Exercise requirements:
Restate all of the entries exactly, dropping any pictures they hold.
****************************************
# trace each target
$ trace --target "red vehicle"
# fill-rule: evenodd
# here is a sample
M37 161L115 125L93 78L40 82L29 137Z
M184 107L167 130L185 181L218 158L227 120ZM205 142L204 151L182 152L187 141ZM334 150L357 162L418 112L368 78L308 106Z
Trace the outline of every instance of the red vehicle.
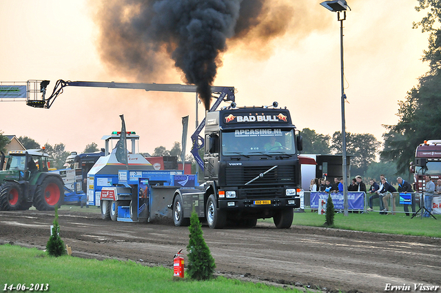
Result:
M416 192L421 192L426 185L423 172L431 175L433 181L441 179L441 139L424 141L417 146L415 161L411 163L410 170L414 174Z

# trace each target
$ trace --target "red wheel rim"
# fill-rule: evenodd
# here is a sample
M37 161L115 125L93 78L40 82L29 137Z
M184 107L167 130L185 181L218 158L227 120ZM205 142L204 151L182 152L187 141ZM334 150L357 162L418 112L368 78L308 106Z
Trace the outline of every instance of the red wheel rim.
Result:
M60 200L60 190L55 183L50 183L44 190L44 199L49 205L55 205Z
M19 202L19 191L16 189L12 189L9 192L9 204L11 205L15 205Z

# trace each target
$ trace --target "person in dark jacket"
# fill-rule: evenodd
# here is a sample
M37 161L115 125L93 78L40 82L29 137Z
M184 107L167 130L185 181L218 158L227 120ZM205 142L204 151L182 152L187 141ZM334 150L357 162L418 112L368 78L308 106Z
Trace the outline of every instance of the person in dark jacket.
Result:
M373 205L372 203L372 201L374 199L378 199L379 196L378 194L376 193L377 191L378 191L378 190L380 189L380 186L378 186L378 184L377 184L377 183L375 181L375 179L371 179L369 180L369 183L371 184L371 187L369 188L369 190L368 190L368 192L370 193L371 194L373 194L373 195L371 195L369 196L369 207L366 209L367 211L368 212L371 212L372 210L373 210ZM382 203L382 201L380 201L380 210L382 210L381 203Z
M335 177L334 179L334 184L332 185L333 192L338 192L338 184L340 184L340 180L338 179L338 177Z
M357 182L357 191L362 191L366 192L366 184L362 181L361 176L356 176L356 181Z
M383 188L381 189L381 190L378 190L378 193L382 194L383 195L383 204L384 205L384 210L383 210L383 212L384 212L385 214L387 214L387 212L388 212L387 211L387 208L388 208L387 200L390 199L391 194L392 192L396 192L397 190L395 189L393 186L392 186L389 183L387 183L386 181L385 178L382 178L381 179L381 183L383 185ZM387 192L389 192L389 193L386 194ZM394 195L393 198L395 198L396 196L396 194ZM395 214L395 201L394 200L392 200L392 214Z
M320 192L325 192L326 191L326 183L325 183L325 179L320 179L320 186L318 187L318 191Z
M412 189L412 185L407 181L405 181L401 177L397 178L397 181L398 182L398 192L403 193L412 193L413 192L413 190ZM412 214L415 214L415 199L414 194L411 194L411 205L412 206ZM406 216L409 216L409 205L404 205L404 212L406 213Z

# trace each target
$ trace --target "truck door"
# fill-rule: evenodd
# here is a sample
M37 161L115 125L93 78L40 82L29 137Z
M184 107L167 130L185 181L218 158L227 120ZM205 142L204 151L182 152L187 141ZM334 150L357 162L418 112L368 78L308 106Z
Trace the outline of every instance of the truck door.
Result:
M204 174L206 179L217 180L219 174L219 134L205 135Z

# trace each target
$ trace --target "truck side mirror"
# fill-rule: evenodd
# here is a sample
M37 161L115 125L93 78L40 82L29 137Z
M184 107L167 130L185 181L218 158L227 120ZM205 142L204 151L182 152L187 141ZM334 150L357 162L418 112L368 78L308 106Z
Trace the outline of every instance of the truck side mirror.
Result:
M411 162L411 165L409 167L409 170L411 173L415 173L415 165L413 165L413 162Z
M303 137L300 134L297 137L297 150L303 150Z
****************************************
Answer to this problem:
# trace each target
$ trace --target "red vehicle"
# fill-rule: evenodd
# here is a sample
M37 161L115 125L93 78L40 82L29 137Z
M184 107L167 130L185 181L218 158L227 120ZM205 142L204 151L182 152L187 141ZM334 150L357 162L418 112L368 78L308 106Z
Trace the outline of every instance of the red vehicle.
Result:
M416 192L421 192L426 185L423 172L431 175L433 181L441 179L441 139L424 141L417 146L415 161L411 163L410 170L414 174Z

# trace each target
$ trace --target "red wheel rim"
# fill-rule: evenodd
# here is a sample
M37 161L115 125L93 78L40 82L29 137Z
M184 107L167 130L185 181L218 158L227 120ZM205 142L204 151L182 152L187 141ZM334 150L357 162L418 112L368 78L308 106Z
Trace the outline of every instance of the red wheel rim.
Result:
M60 200L60 190L55 183L50 183L44 190L44 199L49 205L55 205Z
M19 202L19 191L16 189L12 189L9 192L9 204L11 205L15 205Z

# trace each target
$ trace --target "person in dark jacket"
# fill-rule: evenodd
# here is a sample
M37 161L115 125L93 78L40 82L29 137Z
M184 107L167 130L185 181L218 158L227 120ZM205 142L204 151L182 152L187 141ZM334 150L357 162L418 112L368 78L308 106Z
Trace the outline of every instance of the person in dark jacket.
Result:
M373 205L372 203L372 201L374 199L378 199L379 196L378 194L376 193L377 191L378 191L378 190L380 189L380 186L378 186L378 184L377 184L377 183L375 181L375 179L371 179L369 180L369 183L371 184L371 187L369 188L369 190L368 190L368 192L370 193L371 194L373 194L373 195L371 195L369 196L369 207L366 209L367 211L368 212L371 212L372 210L373 210ZM382 203L382 201L380 201L380 210L382 210L381 203Z
M335 177L334 179L334 184L332 185L333 192L338 192L338 184L340 184L340 180L338 179L338 177Z
M357 182L357 191L362 191L366 192L366 184L362 181L361 176L356 176L356 181Z
M383 188L381 189L381 190L378 190L378 193L382 194L383 195L383 204L384 205L384 210L383 210L383 212L384 212L385 214L387 214L387 212L388 212L387 211L387 208L388 208L387 200L390 199L391 194L392 192L396 192L397 190L395 189L393 186L392 186L389 183L387 183L386 181L385 178L382 178L381 179L381 183L383 185ZM387 192L389 192L389 193L386 194ZM394 195L393 198L395 198L396 196L396 194ZM395 214L395 201L394 200L392 200L392 214Z
M320 192L325 192L326 191L326 183L325 183L325 179L320 179L320 186L318 187L318 191Z
M412 189L412 185L407 181L405 181L401 177L397 178L397 181L398 182L398 192L403 193L412 193L413 192L413 190ZM412 214L415 214L415 199L414 194L411 194L411 205L412 206ZM406 216L409 216L409 205L404 205L404 212L406 213Z

# trace each target
$ trace --target "truck door"
# fill-rule: evenodd
# here is a sample
M37 161L115 125L93 78L40 82L29 137Z
M184 107L167 130L185 181L218 158L227 120ZM205 142L204 151L182 152L187 141ZM334 150L357 162L418 112L368 78L308 106Z
Trace the outline of every instance of the truck door.
Result:
M204 174L206 179L217 180L219 174L219 134L205 135Z

# trace each target
$ trace --target "truck side mirror"
# fill-rule: evenodd
# here is a sample
M37 161L115 125L93 78L40 82L29 137Z
M184 107L167 130L185 181L218 158L227 120ZM205 142L204 151L182 152L187 141ZM334 150L357 162L418 112L368 78L308 106Z
Trace the outline of every instance of the truck side mirror.
Result:
M411 162L411 165L409 167L409 170L411 173L415 173L415 165L413 165L413 162Z
M303 137L300 134L297 137L297 150L303 150Z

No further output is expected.